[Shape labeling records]

.....

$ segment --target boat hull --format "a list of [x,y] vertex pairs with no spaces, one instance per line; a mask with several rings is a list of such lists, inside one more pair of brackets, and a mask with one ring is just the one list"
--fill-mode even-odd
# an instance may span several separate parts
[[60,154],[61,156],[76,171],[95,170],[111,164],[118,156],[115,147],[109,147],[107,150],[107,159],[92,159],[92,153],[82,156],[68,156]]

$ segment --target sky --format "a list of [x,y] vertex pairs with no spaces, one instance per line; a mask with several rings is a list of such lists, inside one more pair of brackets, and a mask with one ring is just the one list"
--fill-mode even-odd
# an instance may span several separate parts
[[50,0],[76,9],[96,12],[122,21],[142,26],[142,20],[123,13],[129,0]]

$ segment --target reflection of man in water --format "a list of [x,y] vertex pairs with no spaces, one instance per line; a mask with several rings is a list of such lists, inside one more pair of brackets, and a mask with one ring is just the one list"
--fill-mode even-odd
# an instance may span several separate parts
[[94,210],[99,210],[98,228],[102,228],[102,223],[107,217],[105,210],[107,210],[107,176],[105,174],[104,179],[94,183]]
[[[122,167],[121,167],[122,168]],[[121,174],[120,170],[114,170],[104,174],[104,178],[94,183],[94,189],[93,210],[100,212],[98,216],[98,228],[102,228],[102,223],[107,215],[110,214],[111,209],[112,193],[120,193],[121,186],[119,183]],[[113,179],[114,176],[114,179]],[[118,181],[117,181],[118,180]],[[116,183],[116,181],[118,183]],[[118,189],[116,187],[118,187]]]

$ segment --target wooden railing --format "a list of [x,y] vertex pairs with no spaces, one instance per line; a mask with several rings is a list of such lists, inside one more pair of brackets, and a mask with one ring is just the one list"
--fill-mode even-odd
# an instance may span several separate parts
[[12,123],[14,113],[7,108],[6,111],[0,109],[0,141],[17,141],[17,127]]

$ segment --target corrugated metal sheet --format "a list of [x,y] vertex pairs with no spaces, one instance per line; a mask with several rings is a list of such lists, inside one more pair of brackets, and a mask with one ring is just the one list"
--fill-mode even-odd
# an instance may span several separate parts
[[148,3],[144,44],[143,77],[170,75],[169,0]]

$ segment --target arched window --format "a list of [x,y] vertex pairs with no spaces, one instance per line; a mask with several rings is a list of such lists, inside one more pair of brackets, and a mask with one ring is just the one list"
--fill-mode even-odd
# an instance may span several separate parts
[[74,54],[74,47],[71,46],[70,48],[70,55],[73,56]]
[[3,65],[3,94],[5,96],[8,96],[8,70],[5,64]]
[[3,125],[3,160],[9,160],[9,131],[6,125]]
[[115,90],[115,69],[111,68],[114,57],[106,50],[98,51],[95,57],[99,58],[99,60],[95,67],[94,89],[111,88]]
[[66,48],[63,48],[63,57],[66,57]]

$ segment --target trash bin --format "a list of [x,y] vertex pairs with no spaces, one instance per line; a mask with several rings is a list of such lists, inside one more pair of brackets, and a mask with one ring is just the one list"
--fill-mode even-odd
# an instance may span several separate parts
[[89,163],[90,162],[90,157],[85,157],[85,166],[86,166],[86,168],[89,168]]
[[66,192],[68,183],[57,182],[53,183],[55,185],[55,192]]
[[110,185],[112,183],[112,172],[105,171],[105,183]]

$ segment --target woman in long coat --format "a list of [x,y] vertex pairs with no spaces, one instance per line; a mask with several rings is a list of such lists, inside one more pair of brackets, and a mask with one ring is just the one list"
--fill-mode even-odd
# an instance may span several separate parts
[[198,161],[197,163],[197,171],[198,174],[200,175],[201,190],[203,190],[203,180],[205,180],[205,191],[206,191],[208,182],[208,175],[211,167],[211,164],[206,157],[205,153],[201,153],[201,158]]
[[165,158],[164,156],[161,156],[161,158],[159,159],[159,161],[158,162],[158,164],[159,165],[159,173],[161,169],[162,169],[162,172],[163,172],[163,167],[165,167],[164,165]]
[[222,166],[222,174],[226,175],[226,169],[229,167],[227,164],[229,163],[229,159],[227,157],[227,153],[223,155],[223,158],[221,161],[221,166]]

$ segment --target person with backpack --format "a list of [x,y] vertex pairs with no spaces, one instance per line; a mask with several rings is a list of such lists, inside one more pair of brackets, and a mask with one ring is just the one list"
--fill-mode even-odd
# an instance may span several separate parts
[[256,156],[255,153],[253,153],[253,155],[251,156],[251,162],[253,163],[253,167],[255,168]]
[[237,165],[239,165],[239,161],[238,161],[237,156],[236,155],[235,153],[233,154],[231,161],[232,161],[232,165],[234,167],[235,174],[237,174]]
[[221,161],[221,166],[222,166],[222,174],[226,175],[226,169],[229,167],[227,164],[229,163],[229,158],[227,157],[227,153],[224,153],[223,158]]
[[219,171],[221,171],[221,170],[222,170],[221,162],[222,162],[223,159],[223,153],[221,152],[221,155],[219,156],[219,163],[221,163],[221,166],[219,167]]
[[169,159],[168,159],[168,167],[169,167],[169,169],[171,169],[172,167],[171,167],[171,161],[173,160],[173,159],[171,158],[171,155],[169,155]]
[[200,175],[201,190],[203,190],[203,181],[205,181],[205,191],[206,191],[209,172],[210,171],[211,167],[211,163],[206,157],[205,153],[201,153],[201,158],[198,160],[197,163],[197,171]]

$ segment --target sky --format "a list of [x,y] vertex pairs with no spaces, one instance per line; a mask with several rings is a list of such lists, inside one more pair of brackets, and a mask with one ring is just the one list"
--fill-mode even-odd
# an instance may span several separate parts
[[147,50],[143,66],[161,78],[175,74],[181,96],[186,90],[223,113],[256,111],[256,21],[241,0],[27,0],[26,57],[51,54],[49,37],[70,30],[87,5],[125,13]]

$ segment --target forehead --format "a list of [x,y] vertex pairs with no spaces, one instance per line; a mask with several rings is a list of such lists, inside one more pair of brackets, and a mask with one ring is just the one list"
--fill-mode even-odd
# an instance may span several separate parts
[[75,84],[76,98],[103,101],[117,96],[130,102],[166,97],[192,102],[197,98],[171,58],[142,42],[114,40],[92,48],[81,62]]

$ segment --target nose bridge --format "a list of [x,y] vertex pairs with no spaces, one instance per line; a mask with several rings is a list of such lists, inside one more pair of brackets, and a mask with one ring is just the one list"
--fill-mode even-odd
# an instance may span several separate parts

.....

■ EXERCISE DETAILS ■
Write out the whole listing above again, substituting "nonzero" for each "even-odd" and leaving everything else unchanged.

■ TASK OUTPUT ■
$ segment --target boat hull --format "a list of [x,y] vertex pairs with no spaces, one instance per line; a mask with several rings is a list of such lists, inside one more pair of brackets, and a mask with one ring is just the one list"
--fill-mode nonzero
# an instance may span several separate parts
[[60,154],[61,156],[76,171],[95,170],[111,164],[118,156],[115,147],[109,147],[107,150],[107,159],[92,159],[92,153],[82,156],[68,156]]

$ segment --target sky --format "a list of [x,y] vertex pairs with no spaces, one instance per line; a mask with several rings is a list of such lists, inside one more pair of brackets, and a mask with one ring is just the one list"
--fill-mode nonzero
# an instance may span several separate parts
[[50,0],[76,9],[96,12],[122,21],[142,26],[142,20],[123,13],[129,0]]

$ segment --target reflection of man in water --format "a list of [x,y] vertex pairs with no spaces, one instance per line; a mask with several rings is a list of such lists, inside one more pair of brackets, and a mask with one ring is just the one list"
--fill-mode nonzero
# an instance may span several separate parts
[[94,210],[99,210],[98,228],[102,228],[102,223],[107,217],[105,210],[107,210],[107,176],[105,174],[104,179],[94,183]]
[[[122,167],[121,167],[122,168]],[[121,174],[120,170],[114,170],[104,174],[104,178],[94,183],[94,189],[93,210],[100,212],[98,216],[98,228],[102,228],[102,223],[107,215],[110,214],[111,209],[112,193],[120,193],[121,186],[119,183]],[[113,179],[114,176],[114,179]],[[118,181],[117,181],[118,180]],[[116,183],[116,181],[118,183]],[[118,189],[116,187],[118,187]]]

$ segment --target wooden railing --format "a list of [x,y] vertex pairs with no spaces, one instance per line; a mask with several rings is a list of such lists, inside one more pair of brackets, and a mask with one ring is just the one list"
--fill-mode nonzero
# an instance may span several separate parts
[[12,123],[14,113],[7,108],[6,111],[0,109],[0,141],[17,141],[17,127]]

$ segment --target corrugated metal sheet --format "a list of [x,y] vertex pairs with no spaces, one instance per line; a mask with several rings is a list of such lists, inside one more pair of brackets, and a mask with one ring is just the one list"
--fill-mode nonzero
# an instance may span several separate parts
[[148,3],[144,44],[143,77],[170,75],[169,0]]

$ segment --target arched window --format "a list of [x,y] vertex pairs with no spaces, one instance per line; a mask with several rings is a list of such lists, inside one more pair of brackets, and a mask with one ring is just the one list"
--fill-mode nonzero
# an instance may span several separate parts
[[74,54],[74,47],[71,46],[70,48],[70,55],[73,56]]
[[3,65],[3,94],[5,96],[8,96],[8,70],[5,64]]
[[3,125],[3,160],[9,160],[9,131],[6,125]]
[[115,90],[115,69],[111,68],[114,57],[106,50],[98,51],[95,57],[99,58],[99,60],[95,67],[94,89],[111,88]]
[[66,48],[63,48],[63,57],[66,57]]

$ segment --target trash bin --format "a list of [x,y] vertex pairs with no spaces, one instance per line; a mask with several rings is a list of such lists, inside one more pair of brackets, and a mask with one ring is just the one list"
--fill-mode nonzero
# an instance may span several separate parts
[[89,163],[90,162],[90,157],[85,157],[85,166],[86,166],[86,168],[89,168]]
[[66,192],[68,183],[57,182],[53,183],[55,185],[55,192]]
[[110,185],[112,183],[112,172],[105,171],[105,183]]

$ segment --target woman in long coat --format "a list of [x,y] vertex pairs with no spaces, one instance per line; a mask with several rings is a list of such lists, inside one more pair of brackets, and a mask with one ring is just the one list"
--fill-mode nonzero
# an instance may span several separate parts
[[198,161],[197,163],[197,171],[198,174],[200,175],[201,190],[203,190],[203,180],[205,180],[205,191],[206,191],[208,182],[208,175],[211,167],[211,164],[206,157],[205,153],[201,153],[201,158]]
[[165,158],[164,156],[161,156],[161,158],[159,159],[159,161],[158,162],[158,164],[159,165],[159,173],[161,169],[162,169],[162,172],[163,172],[163,167],[165,167],[164,165]]
[[222,166],[222,174],[226,175],[226,169],[229,167],[227,164],[229,163],[229,159],[227,157],[227,153],[223,155],[223,158],[221,161],[221,166]]

$ segment --target person with backpack --format "a list of [x,y] vertex pairs with no spaces, one instance per line; a mask with several rings is a list of such lists, inside one more pair of brackets, and a mask with one ring is just the one list"
--fill-mode nonzero
# an instance may span several separate parts
[[256,156],[255,153],[253,153],[253,155],[251,156],[251,162],[253,163],[253,167],[255,168]]
[[237,165],[239,165],[239,161],[238,161],[237,156],[236,155],[235,153],[233,154],[231,161],[232,161],[232,165],[234,167],[235,174],[237,174]]
[[221,161],[221,166],[222,166],[222,174],[226,175],[226,169],[229,167],[227,164],[229,163],[229,158],[227,157],[227,153],[224,153],[223,158]]
[[219,171],[221,171],[221,170],[222,170],[221,162],[222,162],[223,159],[223,153],[221,152],[221,155],[219,156],[219,163],[221,163],[221,166],[219,167]]
[[169,159],[168,159],[168,167],[169,167],[169,169],[171,169],[172,167],[171,167],[171,161],[173,160],[173,159],[171,158],[171,155],[169,155]]
[[200,175],[201,190],[203,190],[203,181],[205,181],[205,191],[206,191],[209,172],[210,171],[211,167],[211,163],[206,157],[205,153],[201,153],[201,158],[198,160],[197,163],[197,171]]

$ segment --target sky --format "a list of [x,y] vertex pairs with no spaces, one instance per line; a mask with several rings is a list of such lists, inside one more pair of brackets, and a mask with one ring is just the one list"
--fill-mode nonzero
# an instance may span several separate parts
[[147,50],[143,66],[161,78],[175,74],[181,96],[186,90],[223,113],[256,111],[256,21],[241,0],[27,0],[26,57],[51,54],[49,37],[70,30],[87,5],[125,13]]

$ segment --target forehead --format "a list of [x,y] vertex pairs with no spaces, one instance per line; a mask with several rings is a list of such lists, inside one more pair of brackets, and a mask with one ring is just the one list"
--fill-mode nonzero
# an instance may span several separate parts
[[75,84],[76,98],[103,101],[117,96],[130,102],[166,97],[192,102],[197,98],[171,58],[142,42],[114,40],[92,48],[81,62]]

$ segment --target nose bridge --format "a list of [x,y] vertex pairs with no spaces, one instance per line; a mask with several rings is a list of such lists, inside one more pair of brackets, and a mask with one ring is just the one list"
--fill-mode nonzero
# an instance may span several separate parts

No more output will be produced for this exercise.